→ Task objective
Retype each record below word for word. Leave the pictures out.

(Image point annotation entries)
>> Begin
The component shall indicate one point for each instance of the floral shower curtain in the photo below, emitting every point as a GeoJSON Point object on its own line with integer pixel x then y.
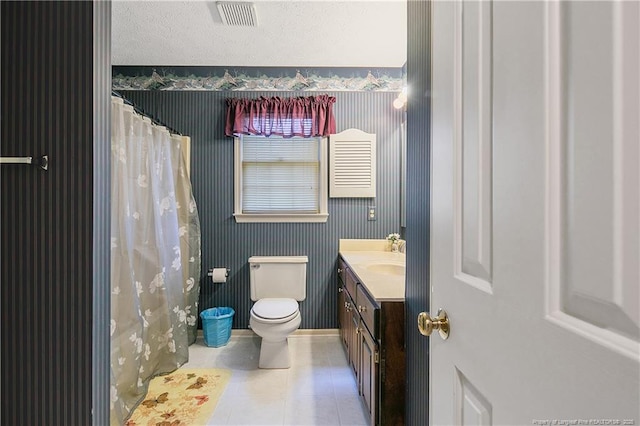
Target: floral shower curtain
{"type": "Point", "coordinates": [155, 257]}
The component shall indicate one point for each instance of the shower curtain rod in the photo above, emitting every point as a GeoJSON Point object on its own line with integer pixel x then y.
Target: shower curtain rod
{"type": "Point", "coordinates": [145, 114]}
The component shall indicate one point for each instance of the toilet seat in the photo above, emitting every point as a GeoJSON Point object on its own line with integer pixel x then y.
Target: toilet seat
{"type": "Point", "coordinates": [275, 310]}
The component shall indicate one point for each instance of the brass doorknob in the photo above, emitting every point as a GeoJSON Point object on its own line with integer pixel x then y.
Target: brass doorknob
{"type": "Point", "coordinates": [426, 324]}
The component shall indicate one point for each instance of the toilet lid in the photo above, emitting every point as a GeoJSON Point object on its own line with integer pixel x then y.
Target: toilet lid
{"type": "Point", "coordinates": [273, 308]}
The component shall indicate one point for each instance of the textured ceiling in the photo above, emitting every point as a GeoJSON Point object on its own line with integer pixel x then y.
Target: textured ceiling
{"type": "Point", "coordinates": [356, 33]}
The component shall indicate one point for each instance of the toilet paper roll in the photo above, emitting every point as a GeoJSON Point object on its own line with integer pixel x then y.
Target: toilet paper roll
{"type": "Point", "coordinates": [219, 275]}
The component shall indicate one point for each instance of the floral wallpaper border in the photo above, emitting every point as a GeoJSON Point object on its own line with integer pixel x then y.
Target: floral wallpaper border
{"type": "Point", "coordinates": [257, 79]}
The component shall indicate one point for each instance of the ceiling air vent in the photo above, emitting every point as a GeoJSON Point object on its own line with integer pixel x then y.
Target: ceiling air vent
{"type": "Point", "coordinates": [238, 13]}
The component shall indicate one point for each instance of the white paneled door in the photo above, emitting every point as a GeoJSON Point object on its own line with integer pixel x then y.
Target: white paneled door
{"type": "Point", "coordinates": [535, 224]}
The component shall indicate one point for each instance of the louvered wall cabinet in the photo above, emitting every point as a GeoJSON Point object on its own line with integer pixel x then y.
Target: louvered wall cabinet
{"type": "Point", "coordinates": [352, 164]}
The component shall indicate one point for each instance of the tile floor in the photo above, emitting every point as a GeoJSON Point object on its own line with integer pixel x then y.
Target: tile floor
{"type": "Point", "coordinates": [318, 389]}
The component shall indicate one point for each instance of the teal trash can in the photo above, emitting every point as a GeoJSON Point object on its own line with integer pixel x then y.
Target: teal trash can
{"type": "Point", "coordinates": [216, 326]}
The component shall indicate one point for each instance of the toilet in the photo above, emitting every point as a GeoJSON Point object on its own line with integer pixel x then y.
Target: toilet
{"type": "Point", "coordinates": [278, 283]}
>> End
→ Exercise response
The component shall indicate one point for each instance of the floral shower curtain in the photo below, emitting every point as a GeoJSON Point object on its own line with integer pixel x then y.
Target: floral shower curtain
{"type": "Point", "coordinates": [155, 257]}
The component shall indicate one point for each instance of the shower curtain rod in the photo above, emitting every point as a GeoJSON Point object on its own line with integer pixel x then y.
Target: shower curtain rod
{"type": "Point", "coordinates": [145, 114]}
The component shall indicate one point for each instance of the toilet seat in the photo above, emitting every point as a GeoJSON Point object on its own line with integer pixel x then y.
Target: toilet seat
{"type": "Point", "coordinates": [275, 310]}
The component shall indicate one point for each instance of the brass doorknob in the photo above, emitting every point as a GeoJSON Point object on its own line with integer pixel x then y.
Target: brass doorknob
{"type": "Point", "coordinates": [426, 324]}
The component shall indicate one point for each instance of the toilet lid in the photo above, emitting every point as a GeoJSON Point object on its own line with integer pixel x then y.
Target: toilet lid
{"type": "Point", "coordinates": [273, 308]}
The component shall indicate one point for each instance of the textured ceiling in the photo above, emitting every point as a GeoJSON Point object on its own line with integer pixel x then y.
Target: textured ceiling
{"type": "Point", "coordinates": [356, 33]}
The component shall indicate one point for each instance of the toilet paper roll in the photo above, emitting every point as a GeoJSON Point object on its own line with integer pixel x then y.
Target: toilet paper roll
{"type": "Point", "coordinates": [219, 275]}
The component shall indicate one point for each instance of the floral wallpaper border in the photo above, emitting every point as a GeoJSON Point object on its own line with integer pixel x then y.
Target: floral wallpaper border
{"type": "Point", "coordinates": [257, 79]}
The component shall indicate one point for each instance of the ceiling air vent in the photo above, emitting every point as a GeoJSON Point object on its own line with integer pixel x then y.
Target: ceiling air vent
{"type": "Point", "coordinates": [238, 13]}
The component shall indicate one point for each instance of the white paneled door in the photo above, emitting every point as a GeoJSON Point object on its own line with integer pixel x then y.
Target: white paneled door
{"type": "Point", "coordinates": [535, 224]}
The component shall indicate one point for each instance of the louvered wall cabinet in the photo above, emitting every point as a GeoJSON Point object on its own line with integer pixel x then y.
Target: louvered wall cabinet
{"type": "Point", "coordinates": [352, 164]}
The component shall indicate one point for each instance of the tile floor in the photo above, emitting every point as a GeoJSON Point object on its own line with integer pixel x then y.
Target: tile floor
{"type": "Point", "coordinates": [318, 389]}
The component shall indicate one point for each instance of the teal trash can in the photo above, emitting every point as a GeoJSON Point object on its own line with integer pixel x then y.
Target: teal trash can
{"type": "Point", "coordinates": [216, 326]}
The component shall indicate one point for each instance of the toilet in the photo above, emitting every point as a GeoJSON Point object on its own line with integer pixel x then y.
Target: toilet
{"type": "Point", "coordinates": [278, 283]}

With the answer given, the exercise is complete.